(Dataset extracts with box labels)
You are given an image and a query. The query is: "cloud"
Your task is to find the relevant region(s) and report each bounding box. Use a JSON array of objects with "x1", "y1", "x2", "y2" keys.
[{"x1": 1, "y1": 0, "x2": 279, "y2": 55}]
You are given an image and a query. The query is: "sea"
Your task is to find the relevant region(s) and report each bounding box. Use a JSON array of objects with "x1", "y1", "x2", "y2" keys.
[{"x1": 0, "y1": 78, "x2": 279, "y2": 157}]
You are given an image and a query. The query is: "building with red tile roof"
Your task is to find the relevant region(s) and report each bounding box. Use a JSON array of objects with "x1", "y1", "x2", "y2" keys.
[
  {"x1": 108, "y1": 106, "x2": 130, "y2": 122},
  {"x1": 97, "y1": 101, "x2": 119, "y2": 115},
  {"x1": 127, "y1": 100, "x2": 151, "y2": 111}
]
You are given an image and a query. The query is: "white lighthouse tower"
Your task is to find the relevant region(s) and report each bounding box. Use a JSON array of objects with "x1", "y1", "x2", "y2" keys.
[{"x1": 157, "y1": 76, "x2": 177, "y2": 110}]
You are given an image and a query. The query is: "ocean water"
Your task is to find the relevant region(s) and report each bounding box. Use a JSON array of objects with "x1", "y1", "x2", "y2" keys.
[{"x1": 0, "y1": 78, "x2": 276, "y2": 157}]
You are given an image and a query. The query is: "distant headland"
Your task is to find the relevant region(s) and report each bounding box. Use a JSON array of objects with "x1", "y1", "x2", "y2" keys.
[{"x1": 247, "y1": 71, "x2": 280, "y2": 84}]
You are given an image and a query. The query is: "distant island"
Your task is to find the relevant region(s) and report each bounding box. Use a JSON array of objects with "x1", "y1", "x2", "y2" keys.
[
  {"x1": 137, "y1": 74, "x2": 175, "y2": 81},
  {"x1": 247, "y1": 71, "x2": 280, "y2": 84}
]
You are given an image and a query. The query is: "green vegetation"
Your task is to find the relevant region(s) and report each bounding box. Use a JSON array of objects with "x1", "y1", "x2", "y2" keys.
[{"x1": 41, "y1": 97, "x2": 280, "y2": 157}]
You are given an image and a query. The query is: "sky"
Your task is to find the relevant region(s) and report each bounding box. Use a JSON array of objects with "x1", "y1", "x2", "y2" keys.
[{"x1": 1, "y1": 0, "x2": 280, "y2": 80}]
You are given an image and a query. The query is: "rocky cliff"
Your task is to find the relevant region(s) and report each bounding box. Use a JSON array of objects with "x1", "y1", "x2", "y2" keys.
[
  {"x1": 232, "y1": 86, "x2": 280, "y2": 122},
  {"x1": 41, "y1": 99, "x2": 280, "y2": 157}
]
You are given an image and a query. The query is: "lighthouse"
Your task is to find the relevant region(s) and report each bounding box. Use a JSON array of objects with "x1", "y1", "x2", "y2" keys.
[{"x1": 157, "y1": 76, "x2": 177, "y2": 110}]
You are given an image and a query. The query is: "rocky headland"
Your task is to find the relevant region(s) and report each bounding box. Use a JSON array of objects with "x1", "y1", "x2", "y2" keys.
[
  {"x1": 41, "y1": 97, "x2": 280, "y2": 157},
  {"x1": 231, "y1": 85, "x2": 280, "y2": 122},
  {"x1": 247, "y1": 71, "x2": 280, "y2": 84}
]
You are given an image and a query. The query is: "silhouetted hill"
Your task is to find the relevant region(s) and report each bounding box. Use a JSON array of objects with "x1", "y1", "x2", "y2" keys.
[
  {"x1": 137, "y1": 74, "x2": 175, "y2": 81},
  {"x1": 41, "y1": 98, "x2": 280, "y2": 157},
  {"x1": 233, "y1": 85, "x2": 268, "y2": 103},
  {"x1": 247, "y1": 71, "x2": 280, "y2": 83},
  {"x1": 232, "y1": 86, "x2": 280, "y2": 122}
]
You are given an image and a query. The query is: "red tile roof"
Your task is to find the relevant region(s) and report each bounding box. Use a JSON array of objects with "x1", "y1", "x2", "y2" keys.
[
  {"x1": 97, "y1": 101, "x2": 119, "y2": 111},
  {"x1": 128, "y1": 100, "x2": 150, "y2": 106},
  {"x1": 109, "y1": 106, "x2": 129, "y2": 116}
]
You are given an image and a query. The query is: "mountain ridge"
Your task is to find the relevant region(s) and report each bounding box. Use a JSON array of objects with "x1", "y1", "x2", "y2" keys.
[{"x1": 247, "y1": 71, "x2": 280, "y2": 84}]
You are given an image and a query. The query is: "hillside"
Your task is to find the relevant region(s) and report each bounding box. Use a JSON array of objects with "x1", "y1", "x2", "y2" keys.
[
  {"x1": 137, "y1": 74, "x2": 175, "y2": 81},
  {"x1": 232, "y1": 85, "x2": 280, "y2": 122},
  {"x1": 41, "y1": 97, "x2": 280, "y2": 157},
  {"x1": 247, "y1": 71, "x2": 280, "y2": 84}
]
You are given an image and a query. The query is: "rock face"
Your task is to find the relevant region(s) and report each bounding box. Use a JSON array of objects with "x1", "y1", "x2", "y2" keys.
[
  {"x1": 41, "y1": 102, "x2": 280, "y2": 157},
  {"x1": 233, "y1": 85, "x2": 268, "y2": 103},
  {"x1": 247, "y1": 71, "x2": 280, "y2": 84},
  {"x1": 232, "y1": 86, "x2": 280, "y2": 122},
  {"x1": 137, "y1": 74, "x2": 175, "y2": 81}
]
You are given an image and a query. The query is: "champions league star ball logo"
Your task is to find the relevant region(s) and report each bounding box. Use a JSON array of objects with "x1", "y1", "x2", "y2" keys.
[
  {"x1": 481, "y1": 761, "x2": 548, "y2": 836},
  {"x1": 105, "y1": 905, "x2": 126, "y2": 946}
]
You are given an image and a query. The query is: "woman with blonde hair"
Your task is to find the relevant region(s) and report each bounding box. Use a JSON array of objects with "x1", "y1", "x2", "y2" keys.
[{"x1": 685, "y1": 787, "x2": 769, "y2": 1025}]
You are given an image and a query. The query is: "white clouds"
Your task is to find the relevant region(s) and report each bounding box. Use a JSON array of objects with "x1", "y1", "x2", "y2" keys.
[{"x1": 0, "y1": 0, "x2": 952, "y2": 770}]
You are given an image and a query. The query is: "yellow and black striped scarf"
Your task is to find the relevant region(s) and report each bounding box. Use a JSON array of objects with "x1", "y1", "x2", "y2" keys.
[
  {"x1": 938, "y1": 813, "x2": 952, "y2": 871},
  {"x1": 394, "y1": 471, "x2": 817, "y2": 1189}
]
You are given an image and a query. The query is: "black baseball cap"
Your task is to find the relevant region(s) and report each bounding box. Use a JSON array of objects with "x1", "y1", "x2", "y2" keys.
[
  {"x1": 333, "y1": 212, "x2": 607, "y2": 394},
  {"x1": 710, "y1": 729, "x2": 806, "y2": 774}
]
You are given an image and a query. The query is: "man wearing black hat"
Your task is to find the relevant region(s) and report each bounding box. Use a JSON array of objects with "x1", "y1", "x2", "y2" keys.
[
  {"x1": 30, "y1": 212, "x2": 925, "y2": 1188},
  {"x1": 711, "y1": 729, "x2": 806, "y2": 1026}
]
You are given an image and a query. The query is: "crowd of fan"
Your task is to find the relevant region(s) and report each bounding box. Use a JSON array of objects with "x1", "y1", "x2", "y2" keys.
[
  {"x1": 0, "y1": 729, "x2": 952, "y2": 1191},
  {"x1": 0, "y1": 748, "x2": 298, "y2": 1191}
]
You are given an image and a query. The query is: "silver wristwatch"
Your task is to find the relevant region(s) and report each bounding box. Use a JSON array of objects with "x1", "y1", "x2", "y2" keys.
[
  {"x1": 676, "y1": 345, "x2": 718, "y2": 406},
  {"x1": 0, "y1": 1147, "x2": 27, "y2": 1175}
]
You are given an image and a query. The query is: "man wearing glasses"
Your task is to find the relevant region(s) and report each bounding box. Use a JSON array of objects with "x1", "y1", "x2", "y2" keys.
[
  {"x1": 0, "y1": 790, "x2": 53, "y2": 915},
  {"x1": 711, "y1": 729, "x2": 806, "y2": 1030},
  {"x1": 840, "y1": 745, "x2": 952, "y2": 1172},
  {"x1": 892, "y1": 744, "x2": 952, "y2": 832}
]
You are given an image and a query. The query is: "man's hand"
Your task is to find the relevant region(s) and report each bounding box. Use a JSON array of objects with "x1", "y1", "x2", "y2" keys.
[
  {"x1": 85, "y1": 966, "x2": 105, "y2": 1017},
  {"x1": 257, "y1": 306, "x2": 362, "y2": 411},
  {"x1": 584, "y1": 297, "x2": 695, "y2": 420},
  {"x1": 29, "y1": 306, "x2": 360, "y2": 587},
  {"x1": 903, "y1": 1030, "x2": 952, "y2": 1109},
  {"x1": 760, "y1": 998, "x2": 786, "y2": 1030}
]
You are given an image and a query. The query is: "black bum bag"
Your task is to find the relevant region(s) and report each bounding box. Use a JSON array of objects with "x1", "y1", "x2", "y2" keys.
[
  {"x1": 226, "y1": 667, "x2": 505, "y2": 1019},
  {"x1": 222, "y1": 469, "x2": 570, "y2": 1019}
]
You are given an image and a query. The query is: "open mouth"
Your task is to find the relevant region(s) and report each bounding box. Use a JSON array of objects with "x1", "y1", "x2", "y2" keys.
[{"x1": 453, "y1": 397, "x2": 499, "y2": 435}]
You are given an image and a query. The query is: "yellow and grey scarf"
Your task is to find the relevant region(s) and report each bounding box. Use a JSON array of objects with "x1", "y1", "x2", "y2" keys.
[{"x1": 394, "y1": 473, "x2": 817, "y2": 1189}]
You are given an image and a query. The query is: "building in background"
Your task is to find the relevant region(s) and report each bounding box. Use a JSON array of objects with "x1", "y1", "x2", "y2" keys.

- **WHAT THE TASK ASKS**
Please find each line above that contains the word "headland" and copy those lines out in full.

- **ANSWER TO THE PROBLEM**
You are given an image and a query. The query is: "distant headland"
You are given an image and a query. The query is: "rocky headland"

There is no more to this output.